#### [TEXT SHOWN]
========================================

Here we are importing the necessary libraries for the image captioning part of the notebook: `requests` to download images from the web, `PIL` (Pillow) to work with images, and `transformers` from Hugging Face to use a pre-trained image captioning model.

In [40]:
import requests
from PIL import Image
from transformers import AutoProcessor, BlipForConditionalGeneration

# Load the pretrained processor and model
processor = AutoProcessor.from_pretrained("Salesforce/blip-image-captioning-base")
model = BlipForConditionalGeneration.from_pretrained("Salesforce/blip-image-captioning-base")

This cell loads an image from a specified path. The code then converts the image to the RGB format, which is required by the image captioning model.

In [41]:
img_path = "/content/sun.png"

# convert it into an RGB format
image = Image.open(img_path).convert('RGB')




Here, we prepare the image and an optional text input for the model. For image captioning, a generic text like "the image about what" is used as a prompt. The `processor` converts the image and text into the format that the model expects.

In [42]:
# You do not need a question for image captioning
text = "This image shows"
inputs = processor(images=image, text=text, return_tensors="pt")

 The `generate` method of the model produces a sequence of tokens representing the caption. We limit the caption length to 50 tokens using `max_length=50`.

========================================

#### [MATERIAL SHOWN]
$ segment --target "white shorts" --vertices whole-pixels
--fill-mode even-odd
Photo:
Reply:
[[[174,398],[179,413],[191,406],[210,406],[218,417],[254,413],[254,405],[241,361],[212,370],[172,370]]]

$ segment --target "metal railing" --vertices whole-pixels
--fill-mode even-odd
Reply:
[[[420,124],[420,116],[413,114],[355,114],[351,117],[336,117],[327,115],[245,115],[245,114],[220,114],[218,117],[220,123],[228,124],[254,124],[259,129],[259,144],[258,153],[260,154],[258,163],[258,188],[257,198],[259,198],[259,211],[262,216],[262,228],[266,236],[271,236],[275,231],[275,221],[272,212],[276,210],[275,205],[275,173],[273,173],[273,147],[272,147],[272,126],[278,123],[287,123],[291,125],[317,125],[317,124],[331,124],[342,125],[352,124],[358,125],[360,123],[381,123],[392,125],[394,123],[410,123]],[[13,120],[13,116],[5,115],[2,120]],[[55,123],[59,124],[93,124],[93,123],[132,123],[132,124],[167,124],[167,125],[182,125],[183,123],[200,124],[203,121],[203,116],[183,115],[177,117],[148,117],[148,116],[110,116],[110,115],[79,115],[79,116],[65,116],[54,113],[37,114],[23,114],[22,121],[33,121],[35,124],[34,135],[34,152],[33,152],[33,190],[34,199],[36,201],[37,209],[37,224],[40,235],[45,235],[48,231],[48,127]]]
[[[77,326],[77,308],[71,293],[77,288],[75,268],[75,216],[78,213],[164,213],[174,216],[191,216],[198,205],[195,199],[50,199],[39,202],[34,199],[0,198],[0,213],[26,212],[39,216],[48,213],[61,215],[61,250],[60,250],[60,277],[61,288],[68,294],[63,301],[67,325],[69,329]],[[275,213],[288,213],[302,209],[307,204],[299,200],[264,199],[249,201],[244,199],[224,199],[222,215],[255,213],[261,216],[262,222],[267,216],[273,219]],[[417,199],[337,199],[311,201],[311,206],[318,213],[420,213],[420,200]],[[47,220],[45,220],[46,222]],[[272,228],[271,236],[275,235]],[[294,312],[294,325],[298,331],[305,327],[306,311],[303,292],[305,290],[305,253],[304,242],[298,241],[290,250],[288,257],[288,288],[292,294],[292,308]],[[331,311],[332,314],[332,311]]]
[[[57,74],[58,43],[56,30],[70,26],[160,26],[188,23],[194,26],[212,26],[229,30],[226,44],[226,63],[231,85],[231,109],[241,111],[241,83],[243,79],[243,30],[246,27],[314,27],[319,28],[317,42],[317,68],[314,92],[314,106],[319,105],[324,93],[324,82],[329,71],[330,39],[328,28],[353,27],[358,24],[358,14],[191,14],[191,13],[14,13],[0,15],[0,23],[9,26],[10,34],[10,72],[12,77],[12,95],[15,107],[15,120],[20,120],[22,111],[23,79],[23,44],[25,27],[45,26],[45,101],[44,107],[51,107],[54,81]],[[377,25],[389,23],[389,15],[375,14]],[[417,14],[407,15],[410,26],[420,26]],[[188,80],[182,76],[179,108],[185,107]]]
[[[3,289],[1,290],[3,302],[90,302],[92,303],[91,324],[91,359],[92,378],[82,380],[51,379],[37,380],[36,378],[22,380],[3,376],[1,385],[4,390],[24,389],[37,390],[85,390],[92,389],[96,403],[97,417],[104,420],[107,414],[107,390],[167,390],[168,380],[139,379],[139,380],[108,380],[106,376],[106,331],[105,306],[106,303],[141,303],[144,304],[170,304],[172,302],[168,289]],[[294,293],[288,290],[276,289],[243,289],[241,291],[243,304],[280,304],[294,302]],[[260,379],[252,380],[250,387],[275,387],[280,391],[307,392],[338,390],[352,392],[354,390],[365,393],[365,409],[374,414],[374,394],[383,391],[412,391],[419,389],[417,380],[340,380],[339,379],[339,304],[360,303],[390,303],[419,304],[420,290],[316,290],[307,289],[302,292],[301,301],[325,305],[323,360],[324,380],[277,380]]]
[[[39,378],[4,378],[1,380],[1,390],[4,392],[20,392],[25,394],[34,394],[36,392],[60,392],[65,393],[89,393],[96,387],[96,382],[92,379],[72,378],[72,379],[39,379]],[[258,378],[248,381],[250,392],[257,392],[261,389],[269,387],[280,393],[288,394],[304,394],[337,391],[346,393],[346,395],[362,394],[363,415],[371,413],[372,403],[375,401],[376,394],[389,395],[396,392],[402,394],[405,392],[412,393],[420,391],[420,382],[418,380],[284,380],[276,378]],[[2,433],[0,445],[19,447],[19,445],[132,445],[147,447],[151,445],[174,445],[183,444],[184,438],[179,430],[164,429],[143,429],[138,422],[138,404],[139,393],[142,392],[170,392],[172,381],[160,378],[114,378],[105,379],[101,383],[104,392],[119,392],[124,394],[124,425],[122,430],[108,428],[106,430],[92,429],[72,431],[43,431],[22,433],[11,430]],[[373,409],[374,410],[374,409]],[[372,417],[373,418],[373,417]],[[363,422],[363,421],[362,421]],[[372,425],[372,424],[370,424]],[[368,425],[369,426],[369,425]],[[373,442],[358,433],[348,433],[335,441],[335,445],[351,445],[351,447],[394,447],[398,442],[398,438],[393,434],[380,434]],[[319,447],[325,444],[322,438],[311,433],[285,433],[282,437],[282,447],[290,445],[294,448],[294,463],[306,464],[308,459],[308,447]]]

========================================

#### [PROBLEM A]
In the image-captioning notebook text, list every name brought in by an import statement in the code.
#### [PROBLEM B]
Write the next part of the image-captioning notebook text, starting after its final sentence about `max_length=50`.

#### [FINAL RESULT A]
requests, Image (from PIL), AutoProcessor (from transformers), BlipForConditionalGeneration (from transformers)

#### [FINAL RESULT B]
In [43]:
# Generate a caption for the image
outputs = model.generate(**inputs, max_length=50)

After generating the caption tokens, this cell decodes them back into a human-readable text string. The `processor.decode` method is used for this purpose, and `skip_special_tokens=True` removes any special tokens added during the generation process.

In [44]:
# Decode the generated tokens to text
caption = processor.decode(outputs[0], skip_special_tokens=True)
# Print the caption
print(caption)

this image shows the sun with a smiley face


#2- Gradio Interface

Import the necessary libraries for building the Gradio interface for our image captioning model.

In [45]:
import gradio as gr
import numpy as np
from PIL import Image
from transformers import AutoProcessor, BlipForConditionalGeneration

This function `caption_image` is the core logic for the Gradio interface. It takes a NumPy array representing an image as input. It converts the image to the correct format, uses the processor to prepare the input for the model, generates the caption using the model, and finally decodes the output into a readable string. This string is then returned as the output of the function.

In [46]:
def caption_image(input_image: np.ndarray):
    # Convert numpy array to PIL Image and convert to RGB
    raw_image = Image.fromarray(input_image).convert('RGB')

    # Process the image
    inputs = processor(raw_image, return_tensors="pt")

    # Generate a caption for the image
    outputs = model.generate(**inputs)

    # Decode the generated tokens to text and store it into `caption`
    caption = processor.decode(outputs[0], skip_special_tokens=True)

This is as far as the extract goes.